TASK DETAILS
Return the whole listing, keeping every character the same.
* * * * * * *
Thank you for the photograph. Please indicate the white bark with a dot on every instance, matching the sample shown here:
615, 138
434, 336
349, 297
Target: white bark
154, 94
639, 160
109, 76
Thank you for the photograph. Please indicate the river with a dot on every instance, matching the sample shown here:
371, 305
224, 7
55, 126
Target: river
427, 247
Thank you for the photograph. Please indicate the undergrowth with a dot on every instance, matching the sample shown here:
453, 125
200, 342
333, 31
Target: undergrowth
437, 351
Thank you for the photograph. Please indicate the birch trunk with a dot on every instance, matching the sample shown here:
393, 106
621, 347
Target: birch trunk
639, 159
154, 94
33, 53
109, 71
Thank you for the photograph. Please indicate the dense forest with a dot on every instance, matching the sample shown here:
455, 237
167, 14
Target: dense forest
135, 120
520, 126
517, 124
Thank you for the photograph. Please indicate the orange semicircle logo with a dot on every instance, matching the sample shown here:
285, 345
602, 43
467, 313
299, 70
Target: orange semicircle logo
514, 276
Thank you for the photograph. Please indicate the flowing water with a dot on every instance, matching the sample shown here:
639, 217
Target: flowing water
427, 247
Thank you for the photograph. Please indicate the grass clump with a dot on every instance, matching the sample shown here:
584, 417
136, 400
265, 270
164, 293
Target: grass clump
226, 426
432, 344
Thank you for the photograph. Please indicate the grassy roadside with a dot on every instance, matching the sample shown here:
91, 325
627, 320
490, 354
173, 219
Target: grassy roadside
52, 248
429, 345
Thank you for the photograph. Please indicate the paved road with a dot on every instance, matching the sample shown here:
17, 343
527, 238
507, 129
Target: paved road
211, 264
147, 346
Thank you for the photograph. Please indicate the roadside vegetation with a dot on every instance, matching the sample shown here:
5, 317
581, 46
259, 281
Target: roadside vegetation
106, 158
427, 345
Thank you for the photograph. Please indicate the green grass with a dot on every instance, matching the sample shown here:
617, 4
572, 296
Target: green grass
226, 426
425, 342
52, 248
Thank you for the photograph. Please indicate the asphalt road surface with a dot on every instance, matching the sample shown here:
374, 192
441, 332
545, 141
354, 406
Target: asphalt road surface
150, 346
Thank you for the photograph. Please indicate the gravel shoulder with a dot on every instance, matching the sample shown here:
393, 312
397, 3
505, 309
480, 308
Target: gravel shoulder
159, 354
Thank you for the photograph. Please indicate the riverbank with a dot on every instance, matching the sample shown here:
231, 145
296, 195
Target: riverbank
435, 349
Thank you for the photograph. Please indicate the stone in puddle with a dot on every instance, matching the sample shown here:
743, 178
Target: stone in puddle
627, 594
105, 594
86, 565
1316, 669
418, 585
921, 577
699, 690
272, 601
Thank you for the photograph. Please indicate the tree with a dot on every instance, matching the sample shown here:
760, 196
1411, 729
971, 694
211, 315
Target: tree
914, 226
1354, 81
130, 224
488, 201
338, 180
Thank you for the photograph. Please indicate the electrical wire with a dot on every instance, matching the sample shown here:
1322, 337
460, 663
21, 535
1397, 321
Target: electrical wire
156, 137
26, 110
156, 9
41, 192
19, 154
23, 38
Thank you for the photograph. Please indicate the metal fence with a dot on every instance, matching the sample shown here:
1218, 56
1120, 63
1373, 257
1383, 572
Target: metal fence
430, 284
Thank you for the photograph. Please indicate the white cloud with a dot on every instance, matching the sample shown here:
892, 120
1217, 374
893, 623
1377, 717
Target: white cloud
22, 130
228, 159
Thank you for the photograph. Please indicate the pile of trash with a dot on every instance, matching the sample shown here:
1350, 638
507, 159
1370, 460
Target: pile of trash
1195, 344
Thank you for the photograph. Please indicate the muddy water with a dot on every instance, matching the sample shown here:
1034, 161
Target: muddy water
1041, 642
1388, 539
* * * * * * *
EXPECTED ANSWER
Thank you for the photograph. Please indicate the white bark with a dot on every instance, matching the sample shown here:
615, 138
434, 336
349, 297
Target: white bark
154, 94
639, 160
109, 76
Thank you for the photograph. Please indicate the river with a dot on every instance, matching the sample shown here:
371, 305
224, 7
55, 126
Target: river
427, 247
Thank you for the photograph. Please indicate the undergrowth with a dot on every instance, matching the sample shown here:
453, 125
200, 342
333, 31
Target: undergrowth
437, 351
Thank you for the photograph. Please indicate the birch trunk with a dot on every instance, matching the sample shown here:
393, 106
621, 347
Target: birch trunk
639, 159
154, 94
33, 53
109, 71
Thank you for the photograph. Please indicate the dense forest with a dot on every instance, matching the sample shown here:
455, 237
167, 14
Target: dense forest
135, 120
520, 126
517, 124
Thank you for the photograph. Please indicate the orange semicircle logo with a dot on every instance, matching the sample shown here:
285, 345
602, 43
467, 313
299, 70
Target: orange semicircle logo
514, 276
Thank you for the photograph. Please indicate the flowing water with a dot on every instance, matching the sample shown here:
639, 217
Target: flowing water
427, 247
Thank you for the photograph. Please indicate the grass clump with a dot on every instance, matching the sample shown here:
584, 417
136, 400
265, 270
164, 293
Target: grass clump
226, 426
432, 344
Thank you for the photograph. Please indicate the grassy roadside with a dot on every instance, matching the sample shown here:
91, 325
627, 320
490, 354
173, 219
Target: grassy roadside
52, 248
429, 345
Thank you for the photograph. Please indicate the paved road with a dot on every instance, matching the sample shown here:
17, 343
527, 238
507, 129
Target: paved road
211, 264
147, 346
Thank you for the photograph. Please indicate the roadside vegetation with a dot on every instance, matching the sample shown here:
5, 317
581, 46
259, 281
Target: roadside vegetation
106, 158
427, 345
Thank you for the photograph. Please indicate the green grass with a dot on every instance, matching the sample shown here:
617, 4
572, 296
Target: green grass
226, 426
425, 342
52, 248
Thank you for the photograph. Please indicate the asphalt road surface with a dot on every instance, matching the sample shown here:
374, 192
441, 332
545, 141
354, 406
Target: asphalt road surface
150, 346
Thank you for the photograph. Please indicate the gravel shoulder with a dot on every instance, matching the sample shown here:
393, 312
397, 3
505, 309
480, 308
Target: gravel shoulder
159, 354
Thank you for the photograph. Please indicate the riverbank with a dot on every instance, matching the sample shown here:
231, 145
296, 195
Target: riverbank
435, 349
Thank you for the photograph. Please indicate the stone in puddle with a dot on every instance, matching the sample shown here:
743, 178
Target: stone in puddle
627, 594
105, 594
86, 565
1316, 669
418, 585
921, 577
699, 690
272, 601
Thank you for the photograph. Please indicate the tree with a dot on every instance, matching the sample shown here:
760, 196
1411, 729
971, 694
211, 315
Target: tree
914, 226
1354, 81
130, 224
488, 201
338, 180
Thank you for the photograph. Please indicate the electrical wire with a dot on every instance, matching the sample shown here:
1322, 337
460, 663
21, 535
1397, 321
Target: electrical wire
156, 137
26, 110
156, 9
41, 192
19, 154
23, 38
Thank you for the photograph. Please indicate the metal fence with a dot on every instance, matching the sample shown here:
1218, 56
1120, 63
1373, 257
1383, 572
Target: metal fence
430, 284
Thank you for the photograph. Please indicate the white cloud with a dot on every instance, matching the sample shown here:
892, 120
1217, 374
893, 623
1377, 717
Target: white cloud
22, 130
228, 159
Thank you for the photograph. Please indicate the pile of trash with a dot on every instance, matching the sample shown here:
1350, 638
507, 159
1370, 460
Target: pile of trash
1195, 344
Thank you for the photograph. Please indicate the muddy water with a dot on every instance, matching the sample shown here:
1034, 161
Target: muddy water
1041, 642
1388, 539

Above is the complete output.